**Directions for this task:**
Every record here needs to be written out again exactly.

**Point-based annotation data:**
>> Begin

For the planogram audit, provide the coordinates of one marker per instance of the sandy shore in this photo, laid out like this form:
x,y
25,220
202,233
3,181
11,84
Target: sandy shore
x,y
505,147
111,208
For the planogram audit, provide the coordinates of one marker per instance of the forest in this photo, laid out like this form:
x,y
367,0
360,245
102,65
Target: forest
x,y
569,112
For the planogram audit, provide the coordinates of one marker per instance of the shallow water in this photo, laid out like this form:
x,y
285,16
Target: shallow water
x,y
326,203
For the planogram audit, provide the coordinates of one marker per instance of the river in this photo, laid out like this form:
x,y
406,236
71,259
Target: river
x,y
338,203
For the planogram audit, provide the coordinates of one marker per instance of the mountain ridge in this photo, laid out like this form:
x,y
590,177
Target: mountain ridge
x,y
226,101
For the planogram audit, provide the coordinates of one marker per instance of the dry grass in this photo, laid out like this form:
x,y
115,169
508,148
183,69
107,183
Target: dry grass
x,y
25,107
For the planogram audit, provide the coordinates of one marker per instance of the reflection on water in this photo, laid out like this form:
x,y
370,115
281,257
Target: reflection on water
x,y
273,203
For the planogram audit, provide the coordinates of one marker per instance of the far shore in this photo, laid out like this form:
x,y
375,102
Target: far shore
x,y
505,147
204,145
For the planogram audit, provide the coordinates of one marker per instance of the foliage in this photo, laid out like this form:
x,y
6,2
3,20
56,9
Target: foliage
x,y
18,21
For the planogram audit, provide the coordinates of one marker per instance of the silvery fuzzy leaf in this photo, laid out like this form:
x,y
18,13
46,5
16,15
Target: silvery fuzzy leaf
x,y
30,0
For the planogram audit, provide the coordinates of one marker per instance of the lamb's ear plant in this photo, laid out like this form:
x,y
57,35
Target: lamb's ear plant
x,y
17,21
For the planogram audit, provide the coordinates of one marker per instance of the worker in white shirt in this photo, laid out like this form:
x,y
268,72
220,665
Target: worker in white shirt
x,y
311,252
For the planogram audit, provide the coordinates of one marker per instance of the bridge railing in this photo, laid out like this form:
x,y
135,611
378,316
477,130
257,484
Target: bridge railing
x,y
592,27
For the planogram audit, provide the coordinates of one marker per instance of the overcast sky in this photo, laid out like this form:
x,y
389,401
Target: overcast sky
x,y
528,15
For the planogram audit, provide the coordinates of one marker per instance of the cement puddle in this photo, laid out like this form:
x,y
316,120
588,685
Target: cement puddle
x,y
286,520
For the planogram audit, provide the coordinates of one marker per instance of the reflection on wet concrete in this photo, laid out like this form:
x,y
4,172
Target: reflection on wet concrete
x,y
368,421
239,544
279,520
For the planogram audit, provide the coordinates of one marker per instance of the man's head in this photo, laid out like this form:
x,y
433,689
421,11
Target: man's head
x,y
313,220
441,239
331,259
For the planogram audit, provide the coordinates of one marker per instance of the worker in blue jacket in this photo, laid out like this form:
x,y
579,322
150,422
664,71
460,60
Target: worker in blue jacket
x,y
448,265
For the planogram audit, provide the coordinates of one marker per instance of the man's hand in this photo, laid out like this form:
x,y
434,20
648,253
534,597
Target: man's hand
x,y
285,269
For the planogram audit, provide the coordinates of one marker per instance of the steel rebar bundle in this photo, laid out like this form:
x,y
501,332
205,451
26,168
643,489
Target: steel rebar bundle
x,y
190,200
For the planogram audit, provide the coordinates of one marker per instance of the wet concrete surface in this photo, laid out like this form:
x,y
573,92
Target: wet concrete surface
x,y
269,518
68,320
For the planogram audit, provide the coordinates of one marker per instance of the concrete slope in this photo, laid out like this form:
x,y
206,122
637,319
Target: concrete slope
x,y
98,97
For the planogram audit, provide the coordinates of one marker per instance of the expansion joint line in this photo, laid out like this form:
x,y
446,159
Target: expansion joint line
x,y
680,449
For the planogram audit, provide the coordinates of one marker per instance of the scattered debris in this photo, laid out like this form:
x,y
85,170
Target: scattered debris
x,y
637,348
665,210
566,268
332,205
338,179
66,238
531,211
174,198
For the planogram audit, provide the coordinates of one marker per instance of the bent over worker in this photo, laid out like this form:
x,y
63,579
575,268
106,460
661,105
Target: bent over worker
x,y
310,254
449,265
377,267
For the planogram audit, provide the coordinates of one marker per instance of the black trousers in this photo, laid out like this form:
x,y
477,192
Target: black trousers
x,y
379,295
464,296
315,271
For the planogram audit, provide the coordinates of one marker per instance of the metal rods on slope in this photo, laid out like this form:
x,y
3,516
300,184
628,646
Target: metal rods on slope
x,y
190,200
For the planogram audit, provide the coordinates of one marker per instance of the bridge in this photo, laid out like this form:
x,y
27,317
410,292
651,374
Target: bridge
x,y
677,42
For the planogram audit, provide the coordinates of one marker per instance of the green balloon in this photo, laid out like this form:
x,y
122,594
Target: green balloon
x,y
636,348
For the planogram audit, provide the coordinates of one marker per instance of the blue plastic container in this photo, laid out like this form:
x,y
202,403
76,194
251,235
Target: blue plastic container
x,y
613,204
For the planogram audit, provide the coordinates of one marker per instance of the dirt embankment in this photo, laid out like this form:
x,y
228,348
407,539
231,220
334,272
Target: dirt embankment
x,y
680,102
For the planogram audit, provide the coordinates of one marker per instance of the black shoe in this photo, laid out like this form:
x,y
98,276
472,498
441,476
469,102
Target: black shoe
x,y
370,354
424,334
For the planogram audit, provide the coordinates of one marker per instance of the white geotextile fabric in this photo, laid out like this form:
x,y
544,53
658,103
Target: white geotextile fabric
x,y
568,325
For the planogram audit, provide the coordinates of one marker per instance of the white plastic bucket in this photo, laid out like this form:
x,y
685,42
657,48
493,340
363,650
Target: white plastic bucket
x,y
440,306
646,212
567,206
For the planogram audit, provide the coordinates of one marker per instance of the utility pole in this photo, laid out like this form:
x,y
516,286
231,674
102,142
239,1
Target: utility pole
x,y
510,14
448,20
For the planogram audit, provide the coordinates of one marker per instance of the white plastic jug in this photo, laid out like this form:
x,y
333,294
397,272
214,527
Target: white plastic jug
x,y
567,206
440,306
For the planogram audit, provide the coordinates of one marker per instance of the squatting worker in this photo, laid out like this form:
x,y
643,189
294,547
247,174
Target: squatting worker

>> End

**Finished exercise:**
For the planogram audit, provide the coordinates of one marker per instance of the sandy shore in this photo, laid out like this form:
x,y
25,220
202,233
3,181
11,84
Target: sandy shore
x,y
505,147
111,208
For the planogram audit, provide the coordinates of one marker per instance of the forest in this photo, laid out like this form:
x,y
367,0
360,245
102,65
Target: forest
x,y
569,112
For the planogram audit, provide the coordinates of one marker per instance of the shallow water in this photo, laid out like this form:
x,y
285,16
Target: shallow water
x,y
326,203
For the planogram audit, provide the coordinates of one marker per instance of the river in this photo, laid out like this form:
x,y
406,236
71,259
Target: river
x,y
338,203
For the planogram audit, provide the coordinates of one marker per instance of the mountain ridge in this photo, laid out like this form:
x,y
590,177
Target: mountain ridge
x,y
226,101
For the planogram audit, provide the coordinates of one marker per instance of the dry grass in this photo, laid out like this form:
x,y
115,169
508,148
183,69
107,183
Target: dry grass
x,y
25,107
For the planogram audit, provide the coordinates of one marker per instance of the reflection on water in this photo, laid out like this form:
x,y
370,115
281,257
Target: reflection on water
x,y
273,203
For the planogram audit, provide the coordinates of one marker per instance of the far shore in this photo, laid out like this form:
x,y
375,102
Target: far shore
x,y
505,147
204,145
For the planogram audit, provide the coordinates of one marker per instance of the foliage in this photo, laid out like this form:
x,y
6,2
3,20
56,9
Target: foliage
x,y
18,21
For the planogram audit, provide the coordinates of one marker per instance of the silvery fuzzy leaf in this photo, laid out like this form:
x,y
18,13
46,5
16,15
Target: silvery fuzzy leaf
x,y
30,0
For the planogram audit, provide the coordinates of one marker per instance of the lamb's ear plant in this photo, laid out like this form:
x,y
57,35
Target: lamb's ear plant
x,y
17,21
For the planogram audit, provide the coordinates of one marker per instance of the worker in white shirt in this photo, laid out like this form:
x,y
268,72
220,665
Target: worker in white shirt
x,y
311,252
For the planogram audit, provide the coordinates of one marker per instance of the bridge railing in this photo, laid out like this form:
x,y
135,611
378,316
477,130
257,484
Target: bridge railing
x,y
592,27
For the planogram audit, provide the coordinates of one marker per instance of the overcast sky in this photo, laid out like this form:
x,y
389,401
Target: overcast sky
x,y
528,15
For the planogram audit, provide the coordinates of one marker per instance of the cement puddle in this photo, laid out like this form:
x,y
316,120
588,685
Target: cement puddle
x,y
286,520
For the planogram audit, provide the coordinates of one marker per instance of the reflection on wet concrete in this photo, laid out like this form:
x,y
4,172
Target: reflection on wet concrete
x,y
368,421
239,544
279,520
For the planogram audit, provide the coordinates of one marker per instance of the man's head in this photo, laid out like this form:
x,y
433,689
421,11
Target: man's head
x,y
313,220
441,239
331,259
For the planogram audit, provide the coordinates of one marker per instance of the worker in blue jacket in this photo, laid out like this form:
x,y
579,322
150,422
664,71
460,60
Target: worker in blue jacket
x,y
448,265
For the planogram audit, provide the coordinates of one marker per instance of the man's hand in this photo, laid out like this form:
x,y
434,20
648,253
534,597
Target: man's hand
x,y
285,269
For the planogram audit, provide the coordinates of one marker per instance of the steel rebar bundle in this photo, laid out like this form:
x,y
501,332
205,451
26,168
643,489
Target: steel rebar bundle
x,y
190,200
For the planogram audit, provide the coordinates of one marker per instance of the wet concrete surface in this photo, laid out like this form:
x,y
573,92
Target: wet concrete surface
x,y
269,518
68,320
For the planogram audit, provide the coordinates of one marker per instance of the concrete slope in this photo, laid out like this form:
x,y
206,122
637,319
Target: concrete slope
x,y
98,97
For the planogram audit, provide the coordinates of one marker per instance of the expansion joint line in this photo, laid out like this form:
x,y
446,159
Target: expansion joint line
x,y
680,449
For the planogram audit, provide the coordinates of one marker per instance of the scattered debris in this photo, laid out like this form:
x,y
85,170
Target: scattered debris
x,y
637,348
665,210
566,268
332,205
338,179
66,238
531,211
174,198
For the planogram audit, provide the coordinates of one marker per instance of the bent over worker in this photo, laid out like this form:
x,y
63,579
575,268
106,460
661,105
Target: bent over worker
x,y
310,254
449,265
377,267
For the planogram audit, provide the coordinates of one marker per instance of the black trousers in this photo, laid out like this form:
x,y
477,192
Target: black trousers
x,y
379,295
464,296
315,271
For the planogram audit, provide the coordinates of one marker per instance of the metal rods on slope in this photo, laid out like this form:
x,y
3,516
300,184
628,646
Target: metal rods on slope
x,y
190,200
For the planogram audit, provide the coordinates of one marker per instance of the bridge in this photo, laid out like this form:
x,y
27,317
410,292
651,374
Target: bridge
x,y
677,42
For the planogram audit, provide the coordinates of one marker per instance of the green balloon in this photo, laid out like this form:
x,y
122,594
Target: green balloon
x,y
636,348
For the planogram audit, provide the coordinates of one marker per instance of the blue plastic container in this photo, laid out like this form:
x,y
202,403
76,194
251,235
Target: blue plastic container
x,y
613,204
For the planogram audit, provide the coordinates of one marker per instance of the dirt embankment in this photo, laid out like this form:
x,y
228,348
407,539
231,220
334,272
Target: dirt embankment
x,y
680,102
For the planogram audit, provide the coordinates of one marker per instance of the black shoe in this photo, laid out like this form:
x,y
98,276
472,498
441,476
469,102
Target: black shoe
x,y
370,354
424,334
For the planogram audit, provide the coordinates of one marker per instance of the white geotextile fabric in this photo, laid out like this form:
x,y
544,53
658,103
Target: white geotextile fabric
x,y
568,325
For the planogram audit, provide the coordinates of one marker per instance of the white plastic bucket in this photo, laid out like this form:
x,y
685,42
657,48
493,340
363,650
Target: white plastic bucket
x,y
440,306
646,212
567,206
For the planogram audit, provide the coordinates of one marker per instance of the utility pole in this photo, laid out like this form:
x,y
516,286
231,674
102,142
239,1
Target: utility pole
x,y
510,14
448,20
For the planogram audit, provide the coordinates of one marker per instance of the white plastic jug in this photo, laid out like this form:
x,y
333,294
397,272
214,527
Target: white plastic jug
x,y
567,206
440,306
For the planogram audit, provide the coordinates of one marker per instance of the squatting worker in this photo, laid out like this form:
x,y
643,189
294,547
247,174
Target: squatting worker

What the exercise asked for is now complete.